In the records below, locate the line containing "the rocky seabed", then extract it and all following lines exactly, ending with the last line.
_ _ _ _ _ _ _
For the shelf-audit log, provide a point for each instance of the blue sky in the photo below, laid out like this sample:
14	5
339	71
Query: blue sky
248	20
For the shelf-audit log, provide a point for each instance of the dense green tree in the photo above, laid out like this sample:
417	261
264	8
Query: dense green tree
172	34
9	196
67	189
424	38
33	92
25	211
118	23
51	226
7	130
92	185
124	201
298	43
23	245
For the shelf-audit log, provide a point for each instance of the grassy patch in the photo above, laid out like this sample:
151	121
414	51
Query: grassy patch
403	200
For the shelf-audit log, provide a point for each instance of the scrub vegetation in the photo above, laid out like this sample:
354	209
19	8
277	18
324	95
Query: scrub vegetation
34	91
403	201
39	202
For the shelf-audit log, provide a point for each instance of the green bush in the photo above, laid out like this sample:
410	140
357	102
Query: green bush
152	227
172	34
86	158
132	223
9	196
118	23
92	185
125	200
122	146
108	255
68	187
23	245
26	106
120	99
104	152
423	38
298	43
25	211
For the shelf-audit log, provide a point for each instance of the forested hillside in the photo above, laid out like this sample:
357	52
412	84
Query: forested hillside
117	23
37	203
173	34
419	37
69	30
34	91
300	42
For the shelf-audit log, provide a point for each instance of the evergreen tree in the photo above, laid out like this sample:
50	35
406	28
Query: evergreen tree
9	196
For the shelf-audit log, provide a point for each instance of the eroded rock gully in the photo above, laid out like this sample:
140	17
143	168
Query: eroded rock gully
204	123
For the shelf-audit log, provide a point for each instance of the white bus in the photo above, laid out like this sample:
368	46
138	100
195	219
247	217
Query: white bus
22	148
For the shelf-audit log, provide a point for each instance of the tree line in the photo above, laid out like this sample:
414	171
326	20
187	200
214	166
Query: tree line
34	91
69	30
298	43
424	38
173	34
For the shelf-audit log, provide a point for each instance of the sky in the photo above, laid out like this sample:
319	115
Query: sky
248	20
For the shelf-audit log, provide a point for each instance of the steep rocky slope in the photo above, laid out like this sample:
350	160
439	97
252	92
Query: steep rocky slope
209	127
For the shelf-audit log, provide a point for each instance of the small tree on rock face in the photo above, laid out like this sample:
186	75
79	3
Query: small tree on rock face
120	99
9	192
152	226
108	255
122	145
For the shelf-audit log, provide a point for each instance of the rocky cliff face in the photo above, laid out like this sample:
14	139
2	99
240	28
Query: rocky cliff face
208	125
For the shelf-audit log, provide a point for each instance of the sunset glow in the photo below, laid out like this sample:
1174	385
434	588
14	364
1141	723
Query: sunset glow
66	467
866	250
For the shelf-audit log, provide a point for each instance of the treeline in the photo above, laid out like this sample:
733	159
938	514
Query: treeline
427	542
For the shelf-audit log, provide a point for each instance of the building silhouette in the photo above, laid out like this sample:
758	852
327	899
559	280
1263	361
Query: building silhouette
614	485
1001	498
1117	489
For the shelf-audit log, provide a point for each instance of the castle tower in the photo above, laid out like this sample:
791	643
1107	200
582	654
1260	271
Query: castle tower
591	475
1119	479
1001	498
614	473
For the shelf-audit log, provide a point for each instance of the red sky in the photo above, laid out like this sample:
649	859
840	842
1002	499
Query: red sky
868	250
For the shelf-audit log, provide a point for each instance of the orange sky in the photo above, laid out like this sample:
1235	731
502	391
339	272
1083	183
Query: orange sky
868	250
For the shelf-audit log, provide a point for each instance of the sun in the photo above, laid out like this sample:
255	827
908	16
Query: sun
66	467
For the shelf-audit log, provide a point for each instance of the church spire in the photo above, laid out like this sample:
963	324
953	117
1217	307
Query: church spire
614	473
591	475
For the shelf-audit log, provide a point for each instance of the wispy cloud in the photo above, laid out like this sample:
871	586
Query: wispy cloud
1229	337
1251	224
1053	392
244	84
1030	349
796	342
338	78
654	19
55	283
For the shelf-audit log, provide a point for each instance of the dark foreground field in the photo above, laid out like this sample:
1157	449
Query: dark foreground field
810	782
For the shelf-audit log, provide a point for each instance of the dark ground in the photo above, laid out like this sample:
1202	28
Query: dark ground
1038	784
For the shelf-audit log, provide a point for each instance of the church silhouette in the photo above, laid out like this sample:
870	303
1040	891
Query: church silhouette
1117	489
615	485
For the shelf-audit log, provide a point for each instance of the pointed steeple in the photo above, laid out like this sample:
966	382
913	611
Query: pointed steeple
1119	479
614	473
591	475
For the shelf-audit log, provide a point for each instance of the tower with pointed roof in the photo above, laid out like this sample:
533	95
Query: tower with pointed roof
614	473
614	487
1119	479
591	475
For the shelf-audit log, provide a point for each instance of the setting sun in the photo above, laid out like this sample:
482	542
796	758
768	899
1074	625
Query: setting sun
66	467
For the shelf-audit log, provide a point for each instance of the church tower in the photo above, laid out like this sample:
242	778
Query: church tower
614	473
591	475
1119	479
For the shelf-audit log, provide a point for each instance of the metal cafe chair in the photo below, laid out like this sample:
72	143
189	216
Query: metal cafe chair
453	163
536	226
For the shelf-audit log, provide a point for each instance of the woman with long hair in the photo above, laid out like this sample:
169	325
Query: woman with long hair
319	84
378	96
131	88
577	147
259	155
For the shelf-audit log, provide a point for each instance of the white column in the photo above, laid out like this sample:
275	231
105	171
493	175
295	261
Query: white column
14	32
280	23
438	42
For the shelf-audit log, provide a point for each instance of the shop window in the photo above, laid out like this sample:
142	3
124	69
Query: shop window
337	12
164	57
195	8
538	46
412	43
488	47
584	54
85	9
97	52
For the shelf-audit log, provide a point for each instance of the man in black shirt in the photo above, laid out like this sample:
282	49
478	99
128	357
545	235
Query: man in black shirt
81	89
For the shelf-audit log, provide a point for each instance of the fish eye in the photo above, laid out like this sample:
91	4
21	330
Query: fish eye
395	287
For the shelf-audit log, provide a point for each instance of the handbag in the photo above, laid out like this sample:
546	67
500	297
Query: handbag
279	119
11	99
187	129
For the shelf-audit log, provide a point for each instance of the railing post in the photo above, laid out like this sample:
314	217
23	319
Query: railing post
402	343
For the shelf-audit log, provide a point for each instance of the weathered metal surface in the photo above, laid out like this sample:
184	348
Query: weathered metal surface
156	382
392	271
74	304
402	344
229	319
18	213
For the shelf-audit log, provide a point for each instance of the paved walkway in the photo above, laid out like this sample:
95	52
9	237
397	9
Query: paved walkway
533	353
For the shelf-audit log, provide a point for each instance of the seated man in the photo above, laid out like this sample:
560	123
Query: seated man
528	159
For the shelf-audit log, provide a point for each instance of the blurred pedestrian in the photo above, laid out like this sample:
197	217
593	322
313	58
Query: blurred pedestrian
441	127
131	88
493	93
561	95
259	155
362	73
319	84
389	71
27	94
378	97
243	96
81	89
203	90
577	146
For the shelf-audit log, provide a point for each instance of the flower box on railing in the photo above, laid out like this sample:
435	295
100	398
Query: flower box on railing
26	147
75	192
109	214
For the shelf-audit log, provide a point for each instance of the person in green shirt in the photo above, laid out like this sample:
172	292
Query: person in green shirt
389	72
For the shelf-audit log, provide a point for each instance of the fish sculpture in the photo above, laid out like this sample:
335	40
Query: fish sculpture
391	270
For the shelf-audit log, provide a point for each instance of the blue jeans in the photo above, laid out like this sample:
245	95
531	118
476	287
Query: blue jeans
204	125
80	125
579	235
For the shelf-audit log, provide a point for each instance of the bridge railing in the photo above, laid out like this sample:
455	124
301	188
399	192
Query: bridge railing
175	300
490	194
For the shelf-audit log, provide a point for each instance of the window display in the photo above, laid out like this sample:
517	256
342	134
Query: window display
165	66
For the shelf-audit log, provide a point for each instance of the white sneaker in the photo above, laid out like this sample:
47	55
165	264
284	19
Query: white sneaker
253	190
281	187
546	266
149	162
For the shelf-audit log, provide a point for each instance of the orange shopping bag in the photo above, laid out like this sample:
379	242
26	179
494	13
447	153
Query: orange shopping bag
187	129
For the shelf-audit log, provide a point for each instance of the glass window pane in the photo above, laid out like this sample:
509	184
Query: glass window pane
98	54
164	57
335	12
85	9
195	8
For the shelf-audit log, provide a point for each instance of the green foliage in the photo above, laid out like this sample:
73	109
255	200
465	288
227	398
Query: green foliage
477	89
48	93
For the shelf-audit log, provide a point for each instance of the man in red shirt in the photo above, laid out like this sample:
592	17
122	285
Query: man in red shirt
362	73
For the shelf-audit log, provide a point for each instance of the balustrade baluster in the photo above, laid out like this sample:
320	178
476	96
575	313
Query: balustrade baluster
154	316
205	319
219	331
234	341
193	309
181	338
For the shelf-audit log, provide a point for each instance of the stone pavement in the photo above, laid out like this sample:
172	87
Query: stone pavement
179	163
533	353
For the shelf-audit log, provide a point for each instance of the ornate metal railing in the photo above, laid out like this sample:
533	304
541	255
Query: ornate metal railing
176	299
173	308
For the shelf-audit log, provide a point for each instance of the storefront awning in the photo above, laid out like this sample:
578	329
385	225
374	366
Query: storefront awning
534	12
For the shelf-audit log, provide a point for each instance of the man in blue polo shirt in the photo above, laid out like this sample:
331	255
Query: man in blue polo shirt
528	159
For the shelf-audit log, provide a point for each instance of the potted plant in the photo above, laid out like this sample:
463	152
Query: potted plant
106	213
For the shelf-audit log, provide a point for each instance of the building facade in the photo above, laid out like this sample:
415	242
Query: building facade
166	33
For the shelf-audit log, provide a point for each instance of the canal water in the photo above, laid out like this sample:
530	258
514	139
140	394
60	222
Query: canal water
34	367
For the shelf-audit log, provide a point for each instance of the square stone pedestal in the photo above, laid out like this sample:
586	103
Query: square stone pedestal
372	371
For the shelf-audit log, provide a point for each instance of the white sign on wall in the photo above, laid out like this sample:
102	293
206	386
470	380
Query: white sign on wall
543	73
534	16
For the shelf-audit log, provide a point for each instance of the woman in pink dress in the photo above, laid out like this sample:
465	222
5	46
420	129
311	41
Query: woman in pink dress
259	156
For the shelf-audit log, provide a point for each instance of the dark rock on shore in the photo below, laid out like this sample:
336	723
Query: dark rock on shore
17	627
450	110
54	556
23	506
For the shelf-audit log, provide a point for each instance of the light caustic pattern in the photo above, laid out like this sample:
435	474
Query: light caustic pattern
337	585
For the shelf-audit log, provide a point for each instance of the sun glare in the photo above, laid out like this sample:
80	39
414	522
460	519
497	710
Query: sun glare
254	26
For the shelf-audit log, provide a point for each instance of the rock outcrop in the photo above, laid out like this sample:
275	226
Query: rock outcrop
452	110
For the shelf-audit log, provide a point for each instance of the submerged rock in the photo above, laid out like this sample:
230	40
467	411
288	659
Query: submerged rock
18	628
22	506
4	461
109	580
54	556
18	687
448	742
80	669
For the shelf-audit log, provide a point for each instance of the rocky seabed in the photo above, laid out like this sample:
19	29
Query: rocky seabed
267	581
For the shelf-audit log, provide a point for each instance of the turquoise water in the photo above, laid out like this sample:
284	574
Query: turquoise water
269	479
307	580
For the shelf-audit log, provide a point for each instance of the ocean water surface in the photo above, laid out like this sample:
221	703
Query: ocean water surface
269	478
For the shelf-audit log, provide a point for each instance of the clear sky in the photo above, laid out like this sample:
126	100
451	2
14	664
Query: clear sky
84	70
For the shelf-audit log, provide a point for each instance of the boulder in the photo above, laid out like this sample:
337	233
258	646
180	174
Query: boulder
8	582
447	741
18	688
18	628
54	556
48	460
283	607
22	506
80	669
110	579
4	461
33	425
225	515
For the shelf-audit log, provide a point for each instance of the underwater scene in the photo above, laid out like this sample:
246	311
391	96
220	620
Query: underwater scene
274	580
_ _ _ _ _ _ _
* _Answer below_:
For the shelf-audit log, provide a point for each instance of the rocky seabed in the photo above, laid out like this sample:
19	29
Query: rocky seabed
267	581
For the shelf-audit log, provide a point for each instance of the turquoise water in the photo above, laid out like this sample:
284	574
Query: turquoise water
269	479
307	580
For the shelf-audit log, provide a point for each instance of the ocean water surface in the photo above, laid out like this sample:
221	703
Query: ocean water surface
269	478
For the shelf-audit log, provide a point for each instance of the clear sky in the photo above, laid out like this sample:
126	100
451	2
14	664
Query: clear sky
84	70
For the shelf-audit log, provide a point for each instance of the boulder in the photo above, laid out like this sample:
337	233
258	646
180	174
Query: boulder
8	582
447	741
18	688
18	628
54	556
48	460
283	607
22	506
80	669
110	579
4	461
33	425
225	515
For the shelf-audit log, provide a point for each instance of the underwater scene in the photo above, laid out like this sample:
246	311
391	96
220	620
Query: underwater scene
274	580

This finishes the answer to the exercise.